━━━ DATASET EXCERPTS

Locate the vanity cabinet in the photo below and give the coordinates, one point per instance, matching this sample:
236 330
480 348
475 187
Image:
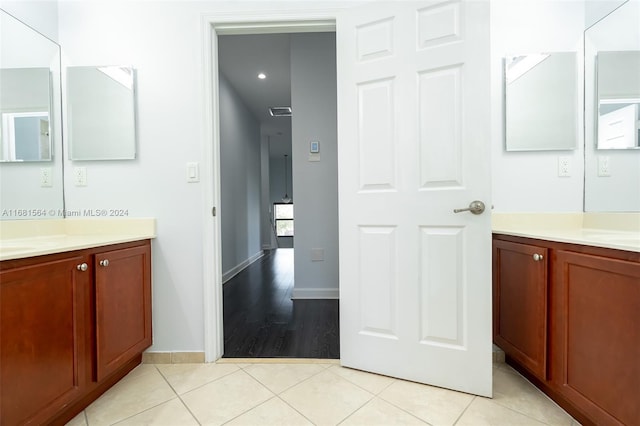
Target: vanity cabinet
123 306
595 361
71 325
520 303
571 324
44 316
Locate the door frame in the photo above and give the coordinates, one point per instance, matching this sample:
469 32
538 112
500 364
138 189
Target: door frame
232 23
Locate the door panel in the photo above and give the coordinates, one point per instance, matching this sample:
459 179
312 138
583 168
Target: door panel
413 143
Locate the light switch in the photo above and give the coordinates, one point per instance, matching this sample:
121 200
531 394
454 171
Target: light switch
80 176
193 172
317 255
46 180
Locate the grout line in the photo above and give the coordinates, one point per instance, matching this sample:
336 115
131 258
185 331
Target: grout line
465 409
180 397
393 379
295 409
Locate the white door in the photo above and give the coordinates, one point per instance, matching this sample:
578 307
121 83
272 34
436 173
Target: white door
413 145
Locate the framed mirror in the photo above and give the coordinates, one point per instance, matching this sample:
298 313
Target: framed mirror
25 110
541 102
611 78
618 99
101 113
31 182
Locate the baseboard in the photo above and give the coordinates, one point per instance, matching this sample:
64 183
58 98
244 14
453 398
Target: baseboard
172 357
238 268
315 293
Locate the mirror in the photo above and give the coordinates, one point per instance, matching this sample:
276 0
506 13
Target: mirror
101 115
618 83
30 123
541 102
612 169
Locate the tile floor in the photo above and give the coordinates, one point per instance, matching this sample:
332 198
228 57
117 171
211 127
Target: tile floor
306 394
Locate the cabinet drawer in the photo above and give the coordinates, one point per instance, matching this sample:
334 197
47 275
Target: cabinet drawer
520 303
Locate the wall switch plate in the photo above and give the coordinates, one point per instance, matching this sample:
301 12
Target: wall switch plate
604 166
193 172
317 255
80 176
46 178
564 166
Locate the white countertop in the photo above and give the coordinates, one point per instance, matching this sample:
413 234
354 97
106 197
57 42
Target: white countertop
28 238
619 231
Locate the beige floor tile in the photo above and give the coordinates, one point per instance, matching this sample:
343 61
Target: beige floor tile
79 420
513 391
373 383
170 413
378 412
186 377
140 390
274 412
434 405
484 412
279 377
326 398
226 398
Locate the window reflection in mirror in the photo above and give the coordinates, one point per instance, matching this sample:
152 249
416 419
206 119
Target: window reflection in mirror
618 81
541 102
31 181
101 113
611 99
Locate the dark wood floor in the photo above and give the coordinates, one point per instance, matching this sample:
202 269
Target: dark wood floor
261 320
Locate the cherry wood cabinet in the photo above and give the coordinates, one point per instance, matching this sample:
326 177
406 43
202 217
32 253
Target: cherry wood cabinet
596 335
520 303
573 329
70 327
43 321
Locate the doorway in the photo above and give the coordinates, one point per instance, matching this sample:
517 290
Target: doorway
260 319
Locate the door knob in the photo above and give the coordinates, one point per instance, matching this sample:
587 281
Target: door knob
476 207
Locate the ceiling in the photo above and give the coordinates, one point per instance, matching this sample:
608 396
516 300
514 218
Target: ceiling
240 59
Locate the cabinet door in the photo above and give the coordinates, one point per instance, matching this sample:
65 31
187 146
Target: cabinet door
43 343
123 306
520 303
595 335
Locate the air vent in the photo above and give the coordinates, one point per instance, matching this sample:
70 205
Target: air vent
280 111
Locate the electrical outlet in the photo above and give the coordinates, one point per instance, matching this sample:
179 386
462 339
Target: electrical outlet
564 166
46 179
80 176
604 166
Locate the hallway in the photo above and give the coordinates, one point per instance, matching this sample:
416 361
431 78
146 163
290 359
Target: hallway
261 320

━━━━━━

## EXERCISE DIRECTIONS
Could you output every entry exactly as written, skipping the pictures?

## YOUR SOLUTION
Locate the vanity cabinet in the photo below and give the coordinates, one point per instance, matching this sample:
236 330
480 348
475 187
Image:
Target: vanity cabinet
123 306
595 361
71 325
520 303
571 324
44 316
Locate the door frame in the photo above and give the coordinates, one point per instance, matching this sample:
469 32
538 112
500 364
138 189
Target: door frame
232 23
Locate the door panel in the photo above and give the coordinates, one point per instance, matching this sample:
459 179
312 138
583 168
Target: door panel
413 143
Locate the light switch in the photo above and give the coordinates, one point per instance, matching this sample:
121 200
531 394
454 171
Target: light switch
80 176
193 172
317 255
46 180
Locate the grout line in the photo above and give the coordinates, one point per instance, matching this sample:
336 115
131 258
185 331
Target: grout line
465 409
180 397
393 379
295 409
Locate the white door in the photo above and give the coordinates, one point per instance, matching this sample:
578 307
121 83
272 34
436 173
Target: white door
413 145
Locate the framed mirror in the photo above and give the coordinates, one point per instance, matching this sample:
298 313
Target: framed mirror
25 110
541 102
611 78
618 99
101 113
31 182
Locate the baseboard in the photo above and give the coordinates, one point per instance, matching this sample:
64 183
58 98
244 14
453 398
Target: baseboard
172 357
238 268
315 293
Locate the mirror in the photo above and give the coordinates, one point per instance, matching this sample:
276 0
506 13
Target: mirror
101 115
618 83
30 123
541 102
612 169
Locate the tile floor in the photo above and give the coordinates, one point per instance, matching this sample:
332 198
228 57
117 171
211 127
Target: tile floor
306 394
Locate the cabinet drawer in the photo above and give the coordinates, one point per instance, matching this sample:
334 197
47 275
Target: cabinet drawer
520 303
Locate the wall switch plate in the photo above and give the coordinates, one point per instance, matching this sample:
301 12
Target: wall switch plate
604 166
193 172
317 255
80 176
46 178
564 166
Locate the white countertop in the photo above and give the coordinates, one point per instance, matching this sample:
413 234
354 97
106 197
57 42
Target: white countertop
28 238
619 231
Locate the beige floor tile in the photo above and give the coordinates, one point per instance, matching this sample:
343 61
Target: beige floor tile
79 420
513 391
373 383
170 413
378 412
186 377
140 390
274 412
434 405
484 412
279 377
326 398
226 398
Locate the window reflection in mirror in the photo above and give the coordinates, one point per instance, matching this sample:
152 249
416 419
206 119
Target: window reflection in mirror
618 81
541 102
31 181
101 113
611 99
Locate the dark wood floor in the photo above and give the coordinates, one point per instance, matching this sample:
202 269
Target: dark wood floor
261 320
Locate the cherry wood cabinet in the photo above and give the coordinates, one point per instance, matching this sample:
326 177
406 43
202 217
32 253
Target: cherry wood cabinet
596 335
520 303
573 329
70 327
43 321
Locate the doorway in the photo above and give the coordinates, one point per instance, matching this sample:
517 290
Target: doorway
260 319
Locate the door knob in the photo above and give the coordinates, one point per instance, matching this sample:
587 281
Target: door knob
476 207
Locate the ceiling in the photo above and give the coordinates, one point per instance, matching this sample:
608 396
516 300
514 218
Target: ceiling
240 59
Locate the cabinet door in the photo above and give the coordinates, one point per instance, matching this sample:
65 31
187 146
Target: cabinet door
43 343
123 306
520 303
595 335
Locate the air vent in the photo above and give the coordinates, one point per instance, matching this sample:
70 205
Target: air vent
280 111
Locate the electrical outlet in the photo above and give the coordinates, one point per instance, matching this sample:
179 386
462 339
Target: electrical outlet
564 166
46 179
80 176
604 166
Locate the hallway in the photo above and give the coordinates, one point per instance, matching this sample:
416 361
431 78
146 163
290 359
Target: hallway
261 320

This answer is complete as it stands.